##### Source material

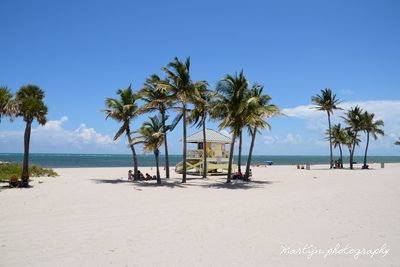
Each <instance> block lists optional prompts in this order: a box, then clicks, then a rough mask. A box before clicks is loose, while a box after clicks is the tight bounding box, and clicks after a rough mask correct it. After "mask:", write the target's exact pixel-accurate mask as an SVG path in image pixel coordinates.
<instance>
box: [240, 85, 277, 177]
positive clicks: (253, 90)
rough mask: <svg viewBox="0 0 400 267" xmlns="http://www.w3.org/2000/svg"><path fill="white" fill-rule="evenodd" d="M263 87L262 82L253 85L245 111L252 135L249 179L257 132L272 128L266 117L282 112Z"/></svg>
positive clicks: (247, 161)
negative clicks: (264, 128)
mask: <svg viewBox="0 0 400 267" xmlns="http://www.w3.org/2000/svg"><path fill="white" fill-rule="evenodd" d="M263 89H264V86H263V85H260V84H254V85H253V86H252V88H251V89H250V92H249V96H248V97H249V98H248V100H247V106H246V111H245V112H244V113H245V115H244V117H245V121H246V124H247V127H248V130H249V133H250V135H251V143H250V149H249V156H248V158H247V164H246V172H245V179H249V175H250V165H251V159H252V154H253V148H254V142H255V138H256V134H257V132H259V131H260V130H261V129H264V128H268V129H269V130H271V125H270V124H269V123H268V122H266V121H265V119H266V118H270V117H272V116H275V115H278V114H280V111H279V108H278V107H277V106H276V105H274V104H270V101H271V97H270V96H269V95H268V94H263Z"/></svg>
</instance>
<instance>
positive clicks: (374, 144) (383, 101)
mask: <svg viewBox="0 0 400 267" xmlns="http://www.w3.org/2000/svg"><path fill="white" fill-rule="evenodd" d="M356 105H358V106H360V107H361V108H362V109H363V110H366V111H368V112H370V113H375V118H376V119H382V120H383V121H384V123H385V125H384V127H383V129H384V131H385V136H384V137H379V139H378V140H377V141H374V140H371V143H370V148H371V150H372V151H373V150H375V151H382V153H383V151H384V150H387V151H394V146H393V143H394V142H395V140H397V138H398V137H399V136H400V100H371V101H346V102H343V103H341V104H340V107H341V108H342V109H343V110H340V111H336V112H335V113H334V114H333V116H332V124H334V123H338V122H341V123H342V124H343V119H342V118H341V116H343V115H344V113H345V112H346V111H347V110H349V109H350V108H351V107H355V106H356ZM283 112H284V113H285V114H286V115H287V116H288V117H292V118H299V119H301V120H304V121H305V123H306V128H307V129H308V130H309V131H311V132H314V133H316V132H319V135H321V134H323V132H324V131H325V130H326V128H327V123H328V122H327V115H326V112H322V111H318V110H316V109H314V108H313V105H301V106H297V107H294V108H285V109H283ZM364 138H365V137H364V135H363V134H361V139H362V140H363V139H364ZM321 139H322V138H320V140H321ZM321 143H322V141H320V142H319V143H318V145H321Z"/></svg>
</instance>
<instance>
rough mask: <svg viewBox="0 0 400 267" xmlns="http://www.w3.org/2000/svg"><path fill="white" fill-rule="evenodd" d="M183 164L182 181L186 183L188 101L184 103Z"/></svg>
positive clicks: (183, 125)
mask: <svg viewBox="0 0 400 267" xmlns="http://www.w3.org/2000/svg"><path fill="white" fill-rule="evenodd" d="M182 113H183V161H182V163H183V166H182V183H186V103H184V104H183V111H182Z"/></svg>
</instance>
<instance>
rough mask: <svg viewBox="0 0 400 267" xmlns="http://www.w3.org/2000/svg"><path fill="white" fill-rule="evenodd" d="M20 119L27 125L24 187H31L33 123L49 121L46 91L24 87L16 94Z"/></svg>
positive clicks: (22, 171)
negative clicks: (29, 174)
mask: <svg viewBox="0 0 400 267" xmlns="http://www.w3.org/2000/svg"><path fill="white" fill-rule="evenodd" d="M15 100H16V104H17V110H18V114H17V116H18V117H22V118H23V120H24V121H25V123H26V127H25V133H24V159H23V164H22V175H21V180H22V186H24V187H27V186H29V144H30V138H31V128H32V123H33V121H34V120H36V121H37V122H38V123H39V124H40V125H45V124H46V121H47V118H46V116H47V106H46V105H45V103H44V102H43V100H44V91H43V90H42V89H40V88H39V87H38V86H36V85H32V84H28V85H26V86H22V87H21V88H20V89H19V90H18V92H17V93H16V97H15Z"/></svg>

##########

> _Exercise_
Above are the records; from them, give again exactly the lines from the one containing "87L262 82L253 85L245" to the one containing "positive clicks: (247, 161)", both lines included, and nothing more.

> _Exercise response_
rough mask: <svg viewBox="0 0 400 267" xmlns="http://www.w3.org/2000/svg"><path fill="white" fill-rule="evenodd" d="M263 87L262 82L253 85L245 111L252 135L249 179L257 132L272 128L266 117L282 112Z"/></svg>
positive clicks: (247, 161)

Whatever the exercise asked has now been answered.